Exercise objective -> After the line containing "Target: parked dark car", write nothing more; before it, reproduce every line of the material below exactly, starting with the first.

-.-.-

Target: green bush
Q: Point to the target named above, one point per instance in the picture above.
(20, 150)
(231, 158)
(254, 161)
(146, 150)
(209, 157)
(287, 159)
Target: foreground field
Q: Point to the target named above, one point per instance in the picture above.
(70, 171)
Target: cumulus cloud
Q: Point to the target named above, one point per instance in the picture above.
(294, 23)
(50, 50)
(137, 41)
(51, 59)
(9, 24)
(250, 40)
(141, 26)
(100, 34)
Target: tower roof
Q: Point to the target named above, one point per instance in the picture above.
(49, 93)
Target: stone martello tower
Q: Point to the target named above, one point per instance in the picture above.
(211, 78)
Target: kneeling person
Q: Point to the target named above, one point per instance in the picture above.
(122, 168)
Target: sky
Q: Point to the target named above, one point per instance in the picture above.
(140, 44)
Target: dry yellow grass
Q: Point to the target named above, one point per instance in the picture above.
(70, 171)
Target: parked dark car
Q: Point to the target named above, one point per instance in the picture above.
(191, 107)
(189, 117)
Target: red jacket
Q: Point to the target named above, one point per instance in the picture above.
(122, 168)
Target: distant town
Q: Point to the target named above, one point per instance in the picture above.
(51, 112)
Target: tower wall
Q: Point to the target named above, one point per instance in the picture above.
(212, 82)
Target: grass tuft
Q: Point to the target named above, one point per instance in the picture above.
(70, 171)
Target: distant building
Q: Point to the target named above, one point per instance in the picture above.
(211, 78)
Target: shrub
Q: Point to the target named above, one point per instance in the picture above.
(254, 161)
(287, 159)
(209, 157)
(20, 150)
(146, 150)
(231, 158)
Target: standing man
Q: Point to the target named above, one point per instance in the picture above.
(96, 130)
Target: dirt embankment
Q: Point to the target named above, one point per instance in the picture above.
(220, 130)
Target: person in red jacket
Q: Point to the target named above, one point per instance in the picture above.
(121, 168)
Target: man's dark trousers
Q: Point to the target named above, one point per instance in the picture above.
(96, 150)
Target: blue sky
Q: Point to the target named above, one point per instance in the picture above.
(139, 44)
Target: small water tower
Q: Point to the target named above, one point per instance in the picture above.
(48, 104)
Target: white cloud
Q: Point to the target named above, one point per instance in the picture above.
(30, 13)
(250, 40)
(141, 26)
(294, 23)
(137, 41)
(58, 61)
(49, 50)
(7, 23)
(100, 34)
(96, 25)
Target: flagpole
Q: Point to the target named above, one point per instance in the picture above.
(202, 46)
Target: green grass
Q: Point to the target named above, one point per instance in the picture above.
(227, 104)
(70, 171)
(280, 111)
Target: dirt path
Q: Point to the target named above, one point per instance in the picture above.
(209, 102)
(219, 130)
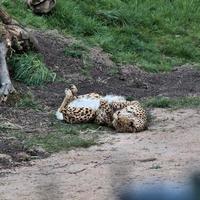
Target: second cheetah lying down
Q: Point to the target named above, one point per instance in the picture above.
(111, 110)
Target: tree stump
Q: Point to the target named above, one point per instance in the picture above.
(13, 37)
(41, 6)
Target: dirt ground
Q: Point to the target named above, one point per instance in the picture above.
(168, 151)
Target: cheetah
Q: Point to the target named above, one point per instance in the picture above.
(110, 110)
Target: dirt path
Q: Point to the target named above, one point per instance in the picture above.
(172, 143)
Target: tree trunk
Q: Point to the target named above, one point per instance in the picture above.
(12, 36)
(6, 85)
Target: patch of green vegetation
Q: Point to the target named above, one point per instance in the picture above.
(28, 101)
(165, 102)
(156, 35)
(30, 69)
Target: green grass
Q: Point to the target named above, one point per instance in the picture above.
(164, 102)
(30, 69)
(155, 34)
(28, 101)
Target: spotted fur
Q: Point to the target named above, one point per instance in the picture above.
(111, 110)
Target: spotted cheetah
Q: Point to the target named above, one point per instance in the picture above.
(110, 110)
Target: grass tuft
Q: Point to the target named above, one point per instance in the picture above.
(28, 101)
(30, 69)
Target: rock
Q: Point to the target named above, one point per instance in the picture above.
(5, 159)
(22, 156)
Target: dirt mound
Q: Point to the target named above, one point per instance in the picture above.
(124, 80)
(127, 80)
(168, 151)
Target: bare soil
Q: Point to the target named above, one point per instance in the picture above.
(168, 151)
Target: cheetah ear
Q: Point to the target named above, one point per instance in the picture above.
(103, 102)
(74, 89)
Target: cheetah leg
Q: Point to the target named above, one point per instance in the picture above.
(68, 98)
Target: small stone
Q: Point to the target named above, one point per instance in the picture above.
(5, 159)
(22, 156)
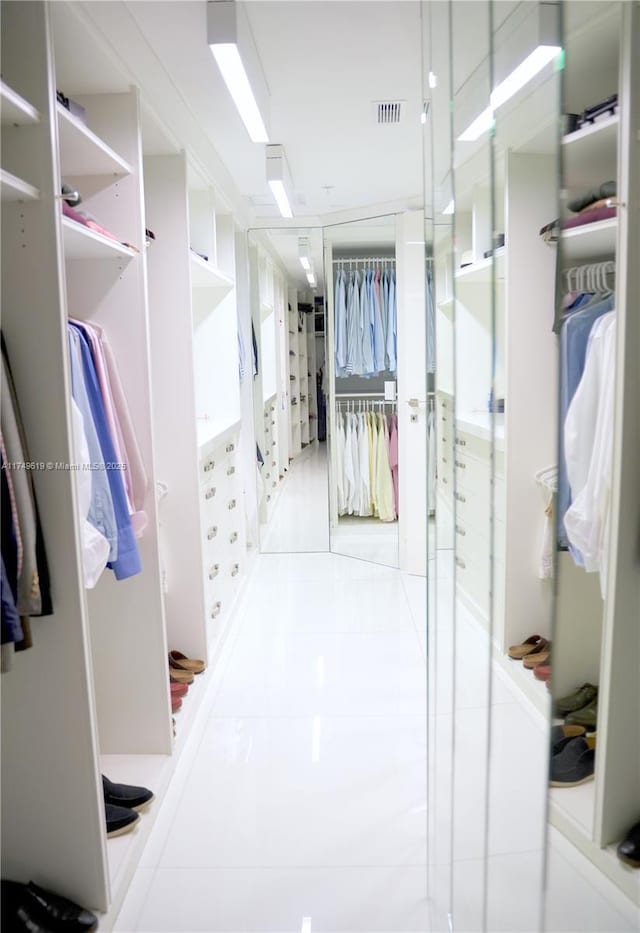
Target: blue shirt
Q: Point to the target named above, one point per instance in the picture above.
(128, 562)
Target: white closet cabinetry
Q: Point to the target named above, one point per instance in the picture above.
(99, 663)
(197, 410)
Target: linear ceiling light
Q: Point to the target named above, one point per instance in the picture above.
(279, 179)
(303, 253)
(230, 42)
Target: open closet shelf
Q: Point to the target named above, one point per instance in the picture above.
(84, 153)
(82, 243)
(482, 270)
(592, 241)
(15, 189)
(204, 275)
(210, 431)
(590, 154)
(15, 110)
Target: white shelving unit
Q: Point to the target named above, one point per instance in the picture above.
(13, 188)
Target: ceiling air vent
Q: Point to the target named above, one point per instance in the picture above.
(388, 111)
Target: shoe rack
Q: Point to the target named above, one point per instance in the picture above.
(598, 640)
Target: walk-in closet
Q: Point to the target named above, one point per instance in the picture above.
(320, 452)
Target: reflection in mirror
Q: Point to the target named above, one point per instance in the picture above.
(361, 265)
(288, 366)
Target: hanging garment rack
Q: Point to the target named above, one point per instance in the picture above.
(361, 260)
(591, 277)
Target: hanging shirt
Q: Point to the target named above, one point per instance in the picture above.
(127, 563)
(384, 482)
(95, 547)
(393, 459)
(391, 349)
(340, 322)
(101, 512)
(363, 461)
(588, 439)
(574, 338)
(378, 329)
(367, 316)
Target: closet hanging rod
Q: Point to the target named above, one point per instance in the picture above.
(359, 395)
(357, 259)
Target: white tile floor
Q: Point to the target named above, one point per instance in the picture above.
(301, 805)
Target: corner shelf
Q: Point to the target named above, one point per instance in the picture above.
(14, 109)
(84, 153)
(590, 154)
(15, 189)
(591, 240)
(481, 272)
(204, 275)
(82, 243)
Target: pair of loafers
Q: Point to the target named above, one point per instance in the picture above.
(573, 756)
(28, 907)
(123, 805)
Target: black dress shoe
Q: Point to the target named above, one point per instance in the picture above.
(30, 907)
(120, 820)
(629, 848)
(126, 795)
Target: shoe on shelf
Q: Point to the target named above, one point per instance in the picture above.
(120, 820)
(560, 735)
(179, 690)
(629, 848)
(30, 907)
(587, 716)
(181, 662)
(576, 700)
(180, 677)
(538, 657)
(126, 795)
(532, 644)
(575, 764)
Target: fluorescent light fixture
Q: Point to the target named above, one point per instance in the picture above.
(315, 740)
(277, 189)
(514, 82)
(278, 178)
(303, 254)
(232, 46)
(525, 71)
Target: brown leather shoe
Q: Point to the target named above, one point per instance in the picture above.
(181, 662)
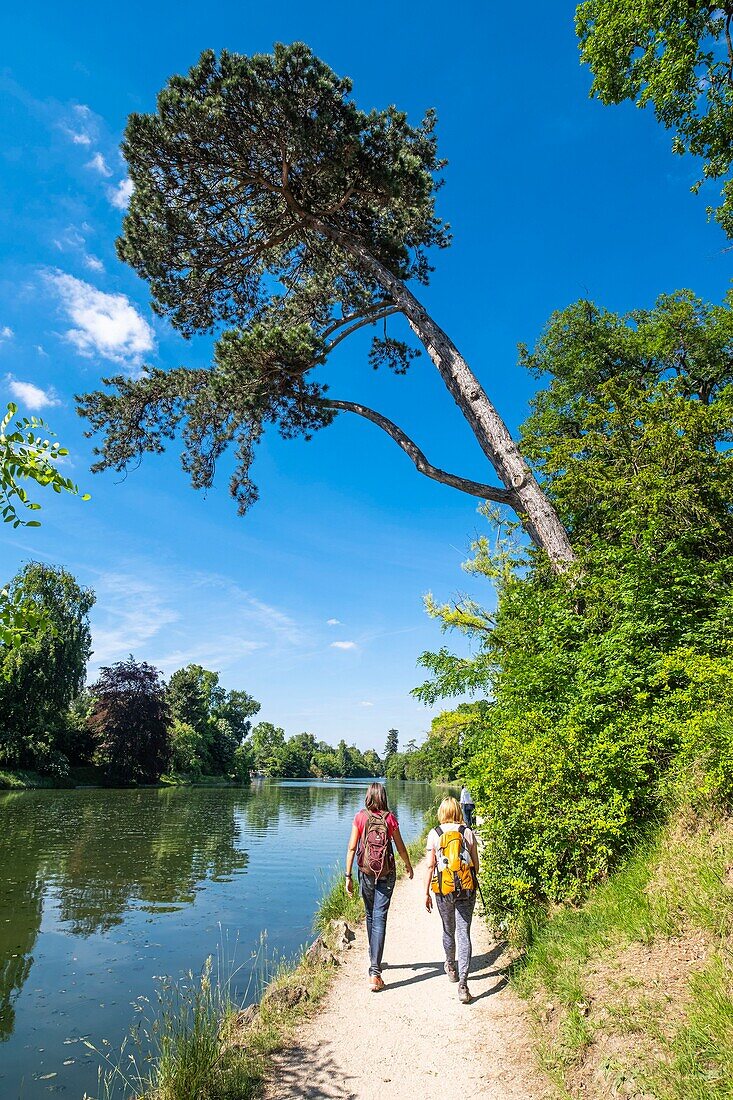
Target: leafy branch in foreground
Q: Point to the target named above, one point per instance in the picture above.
(676, 56)
(25, 455)
(269, 208)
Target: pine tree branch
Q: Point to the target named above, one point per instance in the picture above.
(473, 488)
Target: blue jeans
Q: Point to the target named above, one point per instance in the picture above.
(378, 895)
(456, 914)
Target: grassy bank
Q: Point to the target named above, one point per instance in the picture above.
(91, 776)
(633, 991)
(23, 780)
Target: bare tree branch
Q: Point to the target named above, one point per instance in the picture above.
(473, 488)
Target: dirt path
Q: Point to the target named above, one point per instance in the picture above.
(415, 1040)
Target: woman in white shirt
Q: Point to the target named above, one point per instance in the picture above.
(451, 877)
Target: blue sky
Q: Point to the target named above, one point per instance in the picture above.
(314, 602)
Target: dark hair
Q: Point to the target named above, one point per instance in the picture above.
(376, 798)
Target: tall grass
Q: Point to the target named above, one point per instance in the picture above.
(677, 884)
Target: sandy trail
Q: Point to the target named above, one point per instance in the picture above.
(415, 1040)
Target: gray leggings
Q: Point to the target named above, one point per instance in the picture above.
(456, 915)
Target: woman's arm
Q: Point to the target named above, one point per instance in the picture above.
(473, 848)
(351, 851)
(404, 855)
(428, 879)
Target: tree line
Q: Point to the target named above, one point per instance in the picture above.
(130, 723)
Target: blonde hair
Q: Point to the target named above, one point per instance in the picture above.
(376, 798)
(449, 811)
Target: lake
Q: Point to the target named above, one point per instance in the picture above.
(101, 892)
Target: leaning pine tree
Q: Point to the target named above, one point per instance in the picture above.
(267, 207)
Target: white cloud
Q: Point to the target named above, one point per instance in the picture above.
(32, 397)
(106, 325)
(133, 609)
(93, 263)
(120, 195)
(99, 164)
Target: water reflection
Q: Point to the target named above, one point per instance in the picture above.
(100, 890)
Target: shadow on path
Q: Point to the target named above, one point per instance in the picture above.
(427, 970)
(324, 1078)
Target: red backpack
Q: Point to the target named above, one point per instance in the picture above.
(375, 854)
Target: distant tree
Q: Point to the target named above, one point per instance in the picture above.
(131, 722)
(220, 717)
(266, 741)
(677, 57)
(237, 708)
(44, 671)
(26, 454)
(372, 763)
(391, 747)
(186, 748)
(265, 201)
(75, 738)
(243, 761)
(394, 767)
(187, 699)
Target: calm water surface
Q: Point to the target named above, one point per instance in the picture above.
(101, 891)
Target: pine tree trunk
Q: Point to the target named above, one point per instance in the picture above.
(535, 510)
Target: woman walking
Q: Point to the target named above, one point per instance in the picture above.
(374, 828)
(451, 878)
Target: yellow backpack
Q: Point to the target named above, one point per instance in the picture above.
(453, 868)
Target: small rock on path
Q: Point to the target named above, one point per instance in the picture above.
(415, 1040)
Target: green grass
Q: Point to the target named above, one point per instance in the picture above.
(677, 884)
(23, 780)
(195, 1045)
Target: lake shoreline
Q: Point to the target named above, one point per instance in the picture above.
(247, 1041)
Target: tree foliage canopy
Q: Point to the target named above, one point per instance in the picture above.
(44, 671)
(677, 56)
(270, 209)
(131, 722)
(233, 177)
(606, 684)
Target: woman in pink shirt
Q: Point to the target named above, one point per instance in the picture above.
(372, 833)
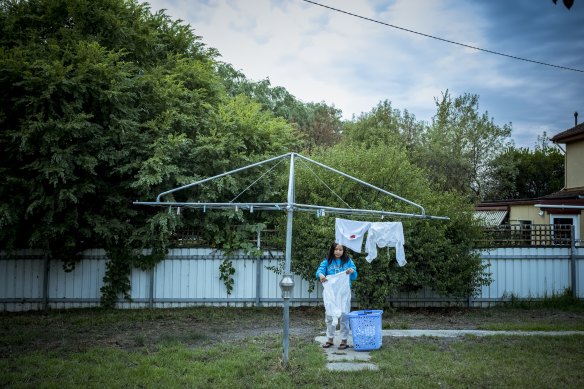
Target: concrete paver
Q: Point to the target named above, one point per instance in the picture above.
(459, 333)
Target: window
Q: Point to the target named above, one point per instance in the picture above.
(525, 232)
(562, 230)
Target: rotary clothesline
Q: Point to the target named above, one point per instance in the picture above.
(320, 210)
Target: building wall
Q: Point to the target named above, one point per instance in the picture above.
(527, 212)
(574, 165)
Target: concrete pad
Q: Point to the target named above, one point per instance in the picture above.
(347, 366)
(346, 355)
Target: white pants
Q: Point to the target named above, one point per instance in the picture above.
(330, 328)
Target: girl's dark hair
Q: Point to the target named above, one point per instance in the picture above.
(331, 254)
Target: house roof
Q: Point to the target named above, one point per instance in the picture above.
(573, 194)
(573, 134)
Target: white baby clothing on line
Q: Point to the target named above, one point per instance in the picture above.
(336, 295)
(350, 233)
(386, 234)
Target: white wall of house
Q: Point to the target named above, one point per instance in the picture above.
(190, 277)
(574, 165)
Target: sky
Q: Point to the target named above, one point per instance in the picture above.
(322, 55)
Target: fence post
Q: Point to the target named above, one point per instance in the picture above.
(258, 267)
(151, 288)
(46, 266)
(573, 285)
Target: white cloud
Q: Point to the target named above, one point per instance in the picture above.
(321, 55)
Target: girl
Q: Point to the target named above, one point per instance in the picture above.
(336, 261)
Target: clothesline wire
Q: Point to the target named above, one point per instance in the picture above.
(324, 183)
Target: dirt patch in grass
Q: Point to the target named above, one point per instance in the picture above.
(146, 329)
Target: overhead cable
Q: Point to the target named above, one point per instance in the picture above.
(444, 40)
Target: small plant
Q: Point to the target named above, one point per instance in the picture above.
(226, 272)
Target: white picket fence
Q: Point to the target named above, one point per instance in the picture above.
(190, 276)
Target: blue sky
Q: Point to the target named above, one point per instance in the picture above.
(321, 55)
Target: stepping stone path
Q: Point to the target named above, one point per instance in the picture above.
(351, 360)
(347, 359)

-.-.-

Exercise output ->
Target: green bush
Q: Point to the target named above, one point per instance in the picture above.
(20, 150)
(231, 158)
(254, 161)
(146, 150)
(209, 157)
(287, 159)
Target: foreground field
Q: Point to the target named above, one point per instance in the picture above.
(70, 171)
Target: cumulus cloud
Q: Point to the target named above, one point per instance in the picture above.
(294, 23)
(50, 50)
(137, 41)
(51, 59)
(9, 24)
(250, 40)
(141, 26)
(100, 34)
Target: tower roof
Q: Point to the target named above, one point per instance in the picture above.
(49, 93)
Target: stone martello tower
Q: Point to the target named above, one point per instance in the picture above.
(211, 78)
Target: kneeling person
Q: Point to the target named above, one point per instance in the picture above.
(122, 168)
Target: sky
Q: Point to the target named above, one point per instance in the picture above.
(140, 44)
Target: dry yellow grass
Q: Point to the target named above, one point per instance in the picture above.
(70, 171)
Target: parked dark car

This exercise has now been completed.